(Your task)
Write out, unchanged, the lines from the one holding "target: street lamp post" to the close of the listing. Both the first and last lines belong in it.

Some records:
"""
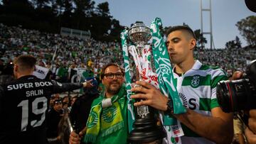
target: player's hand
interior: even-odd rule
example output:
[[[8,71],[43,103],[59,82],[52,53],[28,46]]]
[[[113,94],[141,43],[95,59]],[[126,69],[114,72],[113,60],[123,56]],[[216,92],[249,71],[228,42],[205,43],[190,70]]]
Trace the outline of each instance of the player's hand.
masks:
[[[164,96],[159,90],[144,81],[137,81],[136,84],[142,87],[132,88],[132,92],[139,92],[139,94],[132,95],[131,98],[142,99],[143,101],[134,103],[135,106],[148,105],[158,110],[166,111],[168,98]]]
[[[70,135],[68,142],[69,144],[80,144],[80,140],[79,135],[75,131],[73,131]]]

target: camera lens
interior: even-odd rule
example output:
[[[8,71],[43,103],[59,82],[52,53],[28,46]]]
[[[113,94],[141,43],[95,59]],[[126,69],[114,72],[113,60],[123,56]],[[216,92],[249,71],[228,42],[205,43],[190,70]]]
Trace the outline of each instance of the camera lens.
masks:
[[[228,113],[250,109],[247,104],[253,93],[252,87],[248,79],[220,82],[216,95],[223,111]]]

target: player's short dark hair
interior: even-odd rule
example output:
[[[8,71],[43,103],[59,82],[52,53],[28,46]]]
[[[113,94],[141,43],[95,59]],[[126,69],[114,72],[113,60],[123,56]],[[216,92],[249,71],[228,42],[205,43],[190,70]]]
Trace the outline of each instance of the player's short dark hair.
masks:
[[[196,35],[193,30],[188,26],[176,26],[169,28],[166,31],[166,35],[169,35],[171,32],[176,31],[186,31],[191,35],[191,36],[196,39]]]
[[[31,70],[35,67],[36,59],[32,55],[20,55],[15,60],[22,70]]]
[[[109,64],[105,65],[105,66],[102,67],[102,72],[101,72],[101,74],[100,74],[100,77],[101,77],[102,79],[103,79],[103,77],[104,77],[104,76],[105,76],[105,70],[106,70],[107,67],[110,67],[110,66],[115,66],[115,67],[119,67],[119,68],[121,70],[122,73],[123,73],[123,74],[124,74],[124,70],[122,67],[121,67],[119,65],[118,65],[116,64],[116,63],[109,63]]]

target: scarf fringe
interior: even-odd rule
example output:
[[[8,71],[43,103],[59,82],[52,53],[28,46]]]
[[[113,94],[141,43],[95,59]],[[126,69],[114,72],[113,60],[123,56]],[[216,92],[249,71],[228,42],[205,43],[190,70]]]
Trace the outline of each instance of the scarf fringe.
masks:
[[[102,130],[101,136],[103,137],[103,136],[108,135],[114,132],[117,131],[118,130],[122,129],[122,128],[124,128],[124,121],[121,121],[121,122],[111,126],[109,128]]]
[[[95,143],[96,138],[97,138],[97,135],[86,134],[82,140],[82,142],[85,143],[88,142]]]

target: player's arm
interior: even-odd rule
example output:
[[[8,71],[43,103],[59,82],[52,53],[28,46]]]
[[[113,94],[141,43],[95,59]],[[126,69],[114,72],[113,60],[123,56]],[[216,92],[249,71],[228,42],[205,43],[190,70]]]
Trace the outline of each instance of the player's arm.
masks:
[[[233,113],[224,113],[220,107],[211,110],[207,116],[190,109],[174,115],[178,121],[200,135],[217,143],[230,143],[233,135]]]

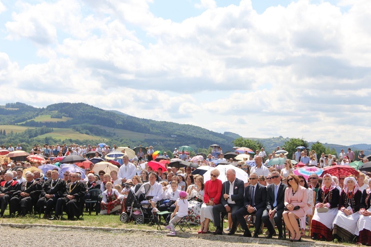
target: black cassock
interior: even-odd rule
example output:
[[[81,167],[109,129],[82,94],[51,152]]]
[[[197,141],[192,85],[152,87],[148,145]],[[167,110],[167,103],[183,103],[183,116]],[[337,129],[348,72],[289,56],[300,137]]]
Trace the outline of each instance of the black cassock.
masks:
[[[36,206],[41,213],[45,210],[45,214],[50,215],[53,208],[57,203],[57,200],[63,196],[66,191],[66,183],[64,180],[58,178],[55,181],[49,179],[44,182],[43,191],[40,195],[40,198],[38,200]],[[50,198],[45,197],[46,194],[53,195],[54,196]]]
[[[4,211],[6,209],[9,200],[18,190],[19,186],[19,184],[14,180],[10,180],[8,182],[2,181],[0,183],[0,194],[5,194],[0,197],[0,215],[4,214]]]
[[[32,212],[33,207],[36,206],[43,187],[40,181],[34,180],[32,182],[24,182],[19,189],[9,202],[9,211],[10,213],[18,212],[21,215],[25,216],[27,212]],[[30,196],[22,197],[21,196],[22,192]]]
[[[58,199],[55,206],[55,215],[60,216],[64,209],[69,219],[71,219],[74,216],[80,217],[83,212],[83,203],[86,191],[84,183],[81,181],[76,182],[75,184],[69,183],[66,187],[63,197]],[[74,196],[75,198],[68,199],[67,198],[68,195]]]

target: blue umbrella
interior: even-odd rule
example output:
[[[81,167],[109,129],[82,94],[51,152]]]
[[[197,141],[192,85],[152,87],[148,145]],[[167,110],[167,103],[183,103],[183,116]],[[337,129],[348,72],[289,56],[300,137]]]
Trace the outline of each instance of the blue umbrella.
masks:
[[[46,172],[49,170],[52,170],[54,169],[57,168],[58,172],[59,171],[59,170],[60,170],[60,169],[59,169],[59,167],[58,167],[56,165],[51,165],[50,164],[46,164],[46,165],[40,165],[38,168],[43,171],[43,173],[44,173],[44,174],[46,174]]]
[[[85,170],[75,164],[61,164],[59,166],[60,167],[59,177],[61,178],[63,178],[63,174],[66,171],[69,171],[70,172],[79,172],[81,174],[81,178],[83,179],[85,178]]]

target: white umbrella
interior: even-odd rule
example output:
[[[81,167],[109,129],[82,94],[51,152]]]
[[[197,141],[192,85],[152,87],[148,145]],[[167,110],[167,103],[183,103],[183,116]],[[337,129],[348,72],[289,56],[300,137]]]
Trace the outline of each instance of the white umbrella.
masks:
[[[215,170],[218,169],[220,172],[220,175],[218,177],[218,179],[221,180],[222,182],[226,182],[227,181],[227,171],[230,169],[232,169],[236,171],[236,177],[238,179],[240,179],[243,181],[243,183],[247,183],[248,181],[249,175],[245,172],[245,171],[242,169],[240,169],[238,167],[236,167],[233,165],[218,165],[214,169],[209,170],[203,175],[203,178],[205,182],[210,180],[210,174],[211,171]]]
[[[234,159],[236,160],[243,160],[243,159],[249,159],[250,155],[248,154],[245,154],[244,153],[241,153],[234,157]]]

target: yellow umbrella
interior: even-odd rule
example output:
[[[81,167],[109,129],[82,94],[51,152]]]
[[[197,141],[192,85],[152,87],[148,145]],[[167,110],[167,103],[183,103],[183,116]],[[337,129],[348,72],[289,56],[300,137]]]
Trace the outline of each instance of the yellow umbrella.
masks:
[[[243,160],[243,159],[248,159],[250,158],[250,155],[248,154],[245,154],[244,153],[241,153],[234,157],[234,159],[237,160]]]
[[[43,173],[43,171],[41,169],[37,168],[35,166],[31,166],[31,167],[29,167],[23,170],[23,174],[22,175],[22,176],[26,178],[26,172],[31,172],[33,173],[35,171],[39,171],[40,173]]]

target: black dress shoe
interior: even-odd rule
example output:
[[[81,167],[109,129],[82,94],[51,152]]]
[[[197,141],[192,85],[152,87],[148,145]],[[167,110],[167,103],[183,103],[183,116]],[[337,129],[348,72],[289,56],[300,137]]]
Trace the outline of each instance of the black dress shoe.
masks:
[[[232,228],[232,229],[231,229],[231,231],[230,231],[230,232],[227,234],[227,235],[230,236],[233,235],[233,234],[234,234],[234,233],[235,233],[236,230],[236,228]]]
[[[249,238],[251,237],[251,233],[250,232],[250,230],[247,229],[245,230],[245,232],[243,233],[243,234],[241,235],[240,237],[248,237]]]
[[[59,217],[56,215],[54,215],[52,218],[48,219],[49,220],[58,220],[59,219]]]
[[[214,232],[214,235],[223,235],[223,231],[222,229],[218,229]]]

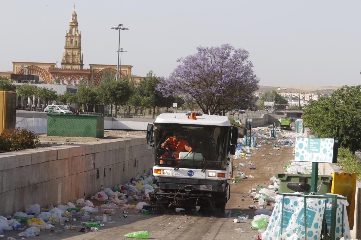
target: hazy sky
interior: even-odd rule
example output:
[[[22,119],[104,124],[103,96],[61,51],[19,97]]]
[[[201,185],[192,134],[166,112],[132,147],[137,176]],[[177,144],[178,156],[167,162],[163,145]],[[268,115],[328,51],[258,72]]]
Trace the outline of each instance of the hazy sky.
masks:
[[[12,61],[56,62],[75,3],[88,64],[168,77],[196,48],[229,43],[249,52],[261,85],[359,84],[361,1],[0,0],[0,71]]]

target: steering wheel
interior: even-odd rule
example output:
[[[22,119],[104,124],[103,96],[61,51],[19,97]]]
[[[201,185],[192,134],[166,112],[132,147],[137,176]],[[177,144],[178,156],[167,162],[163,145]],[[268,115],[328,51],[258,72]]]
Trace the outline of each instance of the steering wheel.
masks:
[[[169,148],[167,150],[171,150],[171,151],[175,151],[178,149],[178,147],[177,146],[177,145],[174,145],[174,144],[172,144],[170,143],[166,145],[164,148],[166,148],[168,147]]]

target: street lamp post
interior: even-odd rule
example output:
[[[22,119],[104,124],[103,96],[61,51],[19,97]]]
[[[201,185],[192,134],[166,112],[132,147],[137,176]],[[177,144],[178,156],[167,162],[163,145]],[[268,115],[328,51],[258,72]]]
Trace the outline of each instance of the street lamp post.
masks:
[[[112,27],[111,29],[115,29],[119,30],[119,39],[118,42],[118,64],[117,65],[117,76],[116,80],[118,80],[118,75],[119,73],[119,53],[120,52],[120,30],[129,30],[129,28],[123,27],[122,24],[119,24],[118,27]]]
[[[120,64],[119,64],[119,66],[120,66],[120,67],[119,68],[119,72],[120,72],[119,73],[119,75],[120,75],[120,76],[121,77],[121,76],[122,76],[122,53],[126,53],[127,51],[123,51],[123,49],[122,48],[121,48],[121,49],[120,49],[120,51],[117,51],[118,52],[118,58],[119,58],[119,52],[120,52]]]

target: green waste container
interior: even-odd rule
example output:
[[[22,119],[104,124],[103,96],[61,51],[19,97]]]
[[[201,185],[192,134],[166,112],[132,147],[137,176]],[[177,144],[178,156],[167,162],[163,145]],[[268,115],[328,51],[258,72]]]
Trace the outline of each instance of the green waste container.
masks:
[[[311,190],[310,174],[277,173],[275,176],[276,178],[279,180],[280,193],[309,193]],[[318,177],[317,189],[322,181],[323,182],[322,182],[317,193],[331,193],[332,176],[319,175]]]
[[[104,117],[100,115],[48,114],[47,135],[63,137],[104,137]]]

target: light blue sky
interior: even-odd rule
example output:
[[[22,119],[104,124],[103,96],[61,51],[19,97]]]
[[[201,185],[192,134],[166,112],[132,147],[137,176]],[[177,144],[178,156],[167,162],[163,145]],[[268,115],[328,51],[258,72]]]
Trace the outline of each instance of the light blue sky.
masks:
[[[74,1],[0,3],[0,71],[12,61],[60,66]],[[168,77],[196,47],[230,43],[250,53],[260,84],[355,85],[360,80],[361,1],[75,1],[84,67],[123,65]]]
"""
(Exercise output)
target: street lamp post
interior: even-odd rule
example output:
[[[22,119],[104,124],[103,96],[61,51],[19,97]]]
[[[201,185],[192,134],[166,112],[132,147],[137,176]],[[177,144],[178,156],[167,162],[163,145]],[[268,115],[328,51],[258,72]]]
Trace the outline of each instance of the street lamp post.
masks:
[[[112,27],[111,29],[115,29],[119,30],[119,39],[118,42],[118,64],[117,65],[117,76],[116,80],[118,80],[118,75],[119,73],[119,53],[120,52],[120,30],[129,30],[129,28],[123,27],[122,24],[119,24],[118,27]]]
[[[120,64],[119,64],[119,66],[120,66],[120,67],[119,68],[119,72],[120,72],[119,73],[119,75],[120,75],[120,76],[121,77],[121,76],[122,76],[122,53],[126,53],[127,51],[123,51],[123,49],[122,48],[121,48],[121,49],[120,49],[120,51],[117,51],[118,52],[118,58],[119,58],[119,52],[120,52]]]

target: green waste container
interior: even-odd rule
example output:
[[[22,119],[104,124],[103,96],[61,51],[19,97]]]
[[[201,185],[192,134],[166,112],[132,147],[137,176]],[[177,144],[178,156],[167,162],[163,145]],[[268,115],[328,51],[258,72]]]
Trace the outline of each instance of the green waste container.
masks:
[[[311,190],[310,174],[277,173],[275,176],[276,178],[279,180],[280,193],[309,193]],[[318,177],[317,189],[322,181],[323,182],[322,182],[317,193],[331,193],[332,176],[319,175]]]
[[[104,117],[100,115],[48,114],[47,135],[63,137],[104,137]]]

target: light blue sky
interior: even-odd rule
example output:
[[[22,119],[104,124],[103,96],[61,51],[19,97]]]
[[[201,185],[192,134],[166,112],[132,147],[137,176]],[[177,144],[178,156],[167,162],[163,145]],[[268,115],[328,51],[258,72]]]
Trace the outline of each instance of the light blue sky.
masks:
[[[74,1],[0,3],[0,71],[12,61],[60,66]],[[168,77],[196,47],[230,43],[250,53],[260,84],[355,85],[360,80],[361,1],[75,1],[84,67],[123,65]]]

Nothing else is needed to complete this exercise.